Having found the line that holds "Which pixel lies on the sky?", give that line and all lines after it again, word for word, through the end of the data below.

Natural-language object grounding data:

----

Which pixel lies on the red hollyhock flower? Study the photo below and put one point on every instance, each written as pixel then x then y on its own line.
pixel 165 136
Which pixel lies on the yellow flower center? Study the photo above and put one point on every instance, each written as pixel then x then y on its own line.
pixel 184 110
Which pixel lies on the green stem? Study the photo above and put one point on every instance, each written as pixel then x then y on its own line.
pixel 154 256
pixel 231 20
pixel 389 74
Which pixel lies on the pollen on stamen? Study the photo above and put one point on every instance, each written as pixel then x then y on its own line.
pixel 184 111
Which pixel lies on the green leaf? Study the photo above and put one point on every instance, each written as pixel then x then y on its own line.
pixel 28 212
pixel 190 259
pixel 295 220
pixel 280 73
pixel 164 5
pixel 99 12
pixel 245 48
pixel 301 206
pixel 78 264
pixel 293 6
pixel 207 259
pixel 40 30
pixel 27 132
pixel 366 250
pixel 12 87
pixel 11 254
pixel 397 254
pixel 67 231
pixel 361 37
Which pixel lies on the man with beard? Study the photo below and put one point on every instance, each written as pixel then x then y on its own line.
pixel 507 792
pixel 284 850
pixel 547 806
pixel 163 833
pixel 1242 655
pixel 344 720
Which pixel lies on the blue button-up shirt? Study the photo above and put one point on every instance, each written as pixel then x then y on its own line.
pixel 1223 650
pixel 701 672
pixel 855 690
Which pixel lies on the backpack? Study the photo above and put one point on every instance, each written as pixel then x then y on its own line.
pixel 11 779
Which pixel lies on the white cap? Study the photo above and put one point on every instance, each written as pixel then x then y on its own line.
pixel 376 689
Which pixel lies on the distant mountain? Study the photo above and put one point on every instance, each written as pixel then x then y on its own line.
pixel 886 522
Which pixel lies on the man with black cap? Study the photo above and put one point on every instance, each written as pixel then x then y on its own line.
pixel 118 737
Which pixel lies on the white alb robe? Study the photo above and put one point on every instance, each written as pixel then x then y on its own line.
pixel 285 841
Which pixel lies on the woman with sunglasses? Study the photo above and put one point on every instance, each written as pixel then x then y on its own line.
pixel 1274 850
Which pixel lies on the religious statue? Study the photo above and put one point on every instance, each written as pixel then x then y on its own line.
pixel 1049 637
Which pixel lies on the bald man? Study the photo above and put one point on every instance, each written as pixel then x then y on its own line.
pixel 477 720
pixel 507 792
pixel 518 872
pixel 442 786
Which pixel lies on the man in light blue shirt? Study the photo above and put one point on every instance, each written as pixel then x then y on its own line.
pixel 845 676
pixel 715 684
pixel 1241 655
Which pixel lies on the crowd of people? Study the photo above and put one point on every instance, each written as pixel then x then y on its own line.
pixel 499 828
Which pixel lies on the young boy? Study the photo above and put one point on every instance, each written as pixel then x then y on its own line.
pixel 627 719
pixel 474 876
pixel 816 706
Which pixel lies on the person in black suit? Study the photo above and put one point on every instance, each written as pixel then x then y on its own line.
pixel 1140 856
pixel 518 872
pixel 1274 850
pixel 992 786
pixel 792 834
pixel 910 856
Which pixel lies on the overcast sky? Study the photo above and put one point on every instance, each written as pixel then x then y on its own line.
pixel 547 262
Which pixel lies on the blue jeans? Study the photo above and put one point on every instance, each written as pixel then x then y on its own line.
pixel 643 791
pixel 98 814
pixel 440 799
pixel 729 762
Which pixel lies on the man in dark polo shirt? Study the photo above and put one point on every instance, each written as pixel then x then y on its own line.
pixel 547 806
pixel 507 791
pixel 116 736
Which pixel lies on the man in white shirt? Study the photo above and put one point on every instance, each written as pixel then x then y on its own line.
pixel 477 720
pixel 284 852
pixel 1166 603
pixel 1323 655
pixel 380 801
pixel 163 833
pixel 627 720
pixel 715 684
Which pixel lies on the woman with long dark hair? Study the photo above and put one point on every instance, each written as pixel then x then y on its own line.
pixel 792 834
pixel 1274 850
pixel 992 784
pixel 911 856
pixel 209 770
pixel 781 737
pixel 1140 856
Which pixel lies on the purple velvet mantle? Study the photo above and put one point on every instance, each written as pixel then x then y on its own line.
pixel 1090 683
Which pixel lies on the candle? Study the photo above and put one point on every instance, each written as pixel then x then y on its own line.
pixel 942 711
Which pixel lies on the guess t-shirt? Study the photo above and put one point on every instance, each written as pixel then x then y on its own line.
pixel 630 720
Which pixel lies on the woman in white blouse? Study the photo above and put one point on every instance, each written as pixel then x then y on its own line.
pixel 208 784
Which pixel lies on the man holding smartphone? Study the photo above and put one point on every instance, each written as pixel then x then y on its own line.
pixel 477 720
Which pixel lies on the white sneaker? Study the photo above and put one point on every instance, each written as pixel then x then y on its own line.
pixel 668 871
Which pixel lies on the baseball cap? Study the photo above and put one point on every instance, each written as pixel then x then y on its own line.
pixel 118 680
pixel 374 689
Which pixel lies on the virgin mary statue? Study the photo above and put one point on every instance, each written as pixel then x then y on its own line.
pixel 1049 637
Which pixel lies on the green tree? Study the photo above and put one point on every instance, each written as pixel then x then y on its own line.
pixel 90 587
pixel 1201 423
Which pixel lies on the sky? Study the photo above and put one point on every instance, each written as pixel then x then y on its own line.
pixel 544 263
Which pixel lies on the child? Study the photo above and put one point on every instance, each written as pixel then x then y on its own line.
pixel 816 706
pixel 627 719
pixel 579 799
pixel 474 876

----

EXPECTED ANSWER
Which pixel lies on the sky? Study the photo above and put one point on every instance, each written as pixel then x then y on its own line.
pixel 544 263
Which pixel lies on the child? Study the photo above and put one point on every instance, each written as pixel then x then y on its own line.
pixel 816 706
pixel 627 719
pixel 579 799
pixel 474 876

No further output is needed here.